BH: What did you think of the series as a whole?
DK: Like any project, there are many contributions from many different people; you cannot determine the whole from the parts. Isn’t that Gestalt! I was excited from the beginning, but as time went on, the infinite problems wore me down and the actual finished product I lost faith in very close to the end. It was that lack of control I had as only the actor that frustrated me. I was merely the puppet for someone else’s vision.
BH: Which would you say was your favorite episode?
DK: It would have to be episode 5. There existed the archetype “good vs. bad” personification in the “Stanley” and “Jack” characters, a powerful and much used theme in many of the greatest scripts/movies. The fight scene was exciting to work through as it was my only release of physical acting which I trained for so many years to perfect.
BH: Do you have a favorite monster from the show?
DK: It would have to be Gia. Joking aside, probably the Goudis; it sort of reminded me of a part of the female anatomy.
BH: Do you have any closing comments?
DK: Although these last few years have been tragic ones (the loss of my parents and a good friend), I wanted to express my sadness for the loss of John Roberto whom I was lucky to have met at G-CON several years back. The kindness and generosity of both he and his wife, Carol, will never be forgotten.
Live your life as it unfolds, do not hold back for a finale. This is it.

Stored items
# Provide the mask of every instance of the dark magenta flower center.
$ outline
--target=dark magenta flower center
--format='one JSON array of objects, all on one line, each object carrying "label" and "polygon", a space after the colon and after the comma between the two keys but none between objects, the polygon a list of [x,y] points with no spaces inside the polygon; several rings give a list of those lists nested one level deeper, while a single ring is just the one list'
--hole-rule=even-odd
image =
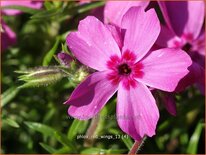
[{"label": "dark magenta flower center", "polygon": [[192,48],[192,45],[190,43],[186,43],[183,47],[182,50],[188,52]]},{"label": "dark magenta flower center", "polygon": [[132,72],[132,69],[126,63],[118,66],[118,72],[120,75],[129,75]]}]

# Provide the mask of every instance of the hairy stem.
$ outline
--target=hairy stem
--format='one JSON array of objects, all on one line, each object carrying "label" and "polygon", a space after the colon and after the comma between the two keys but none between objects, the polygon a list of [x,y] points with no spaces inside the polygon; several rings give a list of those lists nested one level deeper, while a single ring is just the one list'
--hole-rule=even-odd
[{"label": "hairy stem", "polygon": [[95,131],[97,129],[97,125],[99,123],[99,115],[97,115],[96,117],[94,117],[90,123],[90,126],[87,130],[87,133],[86,133],[86,138],[85,141],[84,141],[84,146],[85,147],[90,147],[93,145],[94,143],[94,134],[95,134]]},{"label": "hairy stem", "polygon": [[141,140],[141,141],[136,141],[134,142],[132,148],[130,149],[128,154],[137,154],[137,152],[141,149],[143,146],[144,141],[146,140],[146,136]]}]

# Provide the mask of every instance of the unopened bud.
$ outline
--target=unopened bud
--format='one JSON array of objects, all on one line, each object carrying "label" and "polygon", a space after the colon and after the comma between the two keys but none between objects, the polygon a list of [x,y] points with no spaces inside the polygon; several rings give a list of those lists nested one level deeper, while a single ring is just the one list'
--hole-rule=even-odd
[{"label": "unopened bud", "polygon": [[85,77],[87,77],[88,75],[88,71],[84,68],[81,67],[79,68],[79,70],[74,74],[72,80],[76,83],[80,83],[82,80],[85,79]]},{"label": "unopened bud", "polygon": [[73,61],[73,58],[64,52],[61,52],[57,55],[60,63],[66,67],[70,67],[71,62]]},{"label": "unopened bud", "polygon": [[47,86],[67,76],[58,67],[37,67],[27,71],[17,71],[17,73],[24,74],[19,76],[19,80],[26,82],[20,88]]}]

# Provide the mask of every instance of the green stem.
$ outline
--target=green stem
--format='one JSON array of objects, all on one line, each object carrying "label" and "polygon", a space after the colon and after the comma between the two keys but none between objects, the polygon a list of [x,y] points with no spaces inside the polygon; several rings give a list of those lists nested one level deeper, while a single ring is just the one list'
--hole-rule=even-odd
[{"label": "green stem", "polygon": [[130,149],[128,154],[138,154],[138,151],[141,149],[143,146],[144,141],[146,140],[146,136],[141,140],[141,141],[136,141],[134,142],[132,148]]}]

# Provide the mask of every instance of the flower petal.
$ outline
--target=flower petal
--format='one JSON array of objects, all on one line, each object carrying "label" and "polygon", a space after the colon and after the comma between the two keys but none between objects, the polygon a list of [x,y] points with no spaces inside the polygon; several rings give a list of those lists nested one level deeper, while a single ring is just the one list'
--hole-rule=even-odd
[{"label": "flower petal", "polygon": [[163,104],[164,104],[165,108],[167,109],[167,111],[171,115],[176,116],[176,114],[177,114],[176,103],[175,103],[175,99],[172,96],[172,94],[162,92],[161,97],[162,97]]},{"label": "flower petal", "polygon": [[149,89],[137,83],[126,90],[122,84],[117,94],[117,121],[120,128],[135,140],[155,135],[159,111]]},{"label": "flower petal", "polygon": [[104,22],[121,26],[123,15],[133,6],[146,8],[149,1],[108,1],[104,9]]},{"label": "flower petal", "polygon": [[111,55],[121,55],[110,31],[92,16],[80,21],[78,32],[71,32],[66,41],[80,62],[99,71],[107,69]]},{"label": "flower petal", "polygon": [[194,83],[202,83],[204,85],[205,79],[205,70],[198,63],[193,62],[192,65],[188,68],[189,73],[180,80],[175,91],[181,92],[188,86],[191,86]]},{"label": "flower petal", "polygon": [[138,81],[164,91],[174,91],[192,64],[189,55],[180,49],[164,48],[148,53],[143,60],[143,77]]},{"label": "flower petal", "polygon": [[65,102],[69,115],[85,120],[95,116],[117,91],[117,85],[107,80],[107,72],[96,72],[83,81]]},{"label": "flower petal", "polygon": [[115,25],[111,25],[111,24],[106,25],[106,27],[111,32],[113,38],[115,39],[116,43],[118,44],[118,46],[121,50],[123,47],[123,39],[124,39],[125,31],[123,29],[121,29],[120,27],[115,26]]},{"label": "flower petal", "polygon": [[132,7],[122,19],[126,29],[123,52],[130,50],[140,60],[155,43],[160,33],[160,22],[154,9],[145,12],[141,7]]},{"label": "flower petal", "polygon": [[179,37],[185,33],[197,38],[204,21],[204,1],[160,1],[159,5],[167,25]]}]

__TASK SET__
1. In the interview, which episode does DK name as a favorite?
2. Copy out the part of the rows that opens with the first line and closes with the line containing "--target=dark magenta flower center".

__ANSWERS BELOW__
1. Episode 5.

2.
# Provide the mask of every instance of the dark magenta flower center.
$ outline
--target=dark magenta flower center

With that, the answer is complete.